■ TASK INSTRUCTIONS ■
Print the part of the Ki-67 staining citation below from "Ki-67 staining for" to "(3), pp. 275-84.", word for word.

■ TEXT FOR ANALYSIS ■
Ki-67 staining for determination of rhesus macaque T cell proliferative responses ex vivo.

Autor: Shedlock DJ; Department of Pathology and Laboratory Medicine, University of Pennsylvania School of Medicine, Philadelphia, Pennsylvania 19104, USA., Talbott KT, Morrow MP, Ferraro B, Hokey DA, Muthumani K, Weiner DB
Jazyk: angličtina
Zdroj: Cytometry. Part A : the journal of the International Society for Analytical Cytology [Cytometry A] 2010 Mar; Vol. 77 (3), pp. 275-84.

■ PROVIDED INFORMATION ■
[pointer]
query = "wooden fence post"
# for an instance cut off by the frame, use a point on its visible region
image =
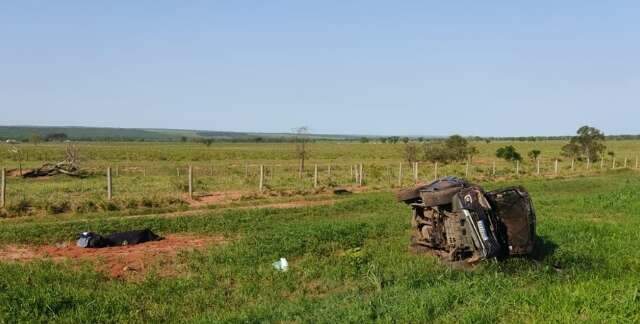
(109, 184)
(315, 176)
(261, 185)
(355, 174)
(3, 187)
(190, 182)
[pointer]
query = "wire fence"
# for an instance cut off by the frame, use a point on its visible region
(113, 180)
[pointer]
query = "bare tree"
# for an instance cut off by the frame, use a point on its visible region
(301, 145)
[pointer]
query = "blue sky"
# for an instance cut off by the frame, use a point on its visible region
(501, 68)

* * *

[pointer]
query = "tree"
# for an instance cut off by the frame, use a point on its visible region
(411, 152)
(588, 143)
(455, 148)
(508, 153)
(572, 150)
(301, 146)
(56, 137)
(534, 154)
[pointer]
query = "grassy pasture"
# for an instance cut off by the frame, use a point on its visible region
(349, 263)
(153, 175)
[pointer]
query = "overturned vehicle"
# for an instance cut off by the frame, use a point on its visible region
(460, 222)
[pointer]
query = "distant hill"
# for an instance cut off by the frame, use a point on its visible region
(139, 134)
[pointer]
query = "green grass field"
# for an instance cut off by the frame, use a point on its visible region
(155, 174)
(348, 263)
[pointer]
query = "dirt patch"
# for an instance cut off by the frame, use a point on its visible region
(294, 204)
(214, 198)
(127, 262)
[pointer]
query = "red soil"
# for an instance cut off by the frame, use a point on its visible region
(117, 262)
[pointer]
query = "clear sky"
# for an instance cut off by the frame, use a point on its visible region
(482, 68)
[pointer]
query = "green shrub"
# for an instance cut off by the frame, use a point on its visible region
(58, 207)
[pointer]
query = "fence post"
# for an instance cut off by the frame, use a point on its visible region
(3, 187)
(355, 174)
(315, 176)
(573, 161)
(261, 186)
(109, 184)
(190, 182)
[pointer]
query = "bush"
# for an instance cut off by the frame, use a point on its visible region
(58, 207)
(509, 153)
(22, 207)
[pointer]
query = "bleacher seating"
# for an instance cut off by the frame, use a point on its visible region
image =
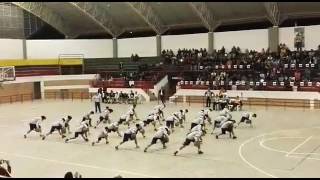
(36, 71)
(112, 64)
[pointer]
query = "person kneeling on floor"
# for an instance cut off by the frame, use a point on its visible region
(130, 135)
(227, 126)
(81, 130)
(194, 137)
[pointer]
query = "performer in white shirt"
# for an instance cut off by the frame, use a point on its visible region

■ RESPONSE BOX ■
Ki-67 staining for determination of rhesus macaque T cell proliferative responses ex vivo.

Autor: Shedlock DJ; Department of Pathology and Laboratory Medicine, University of Pennsylvania School of Medicine, Philadelphia, Pennsylvania 19104, USA., Talbott KT, Morrow MP, Ferraro B, Hokey DA, Muthumani K, Weiner DB
Jazyk: angličtina
Zdroj: Cytometry. Part A : the journal of the International Society for Analytical Cytology [Cytometry A] 2010 Mar; Vol. 77 (3), pp. 275-84.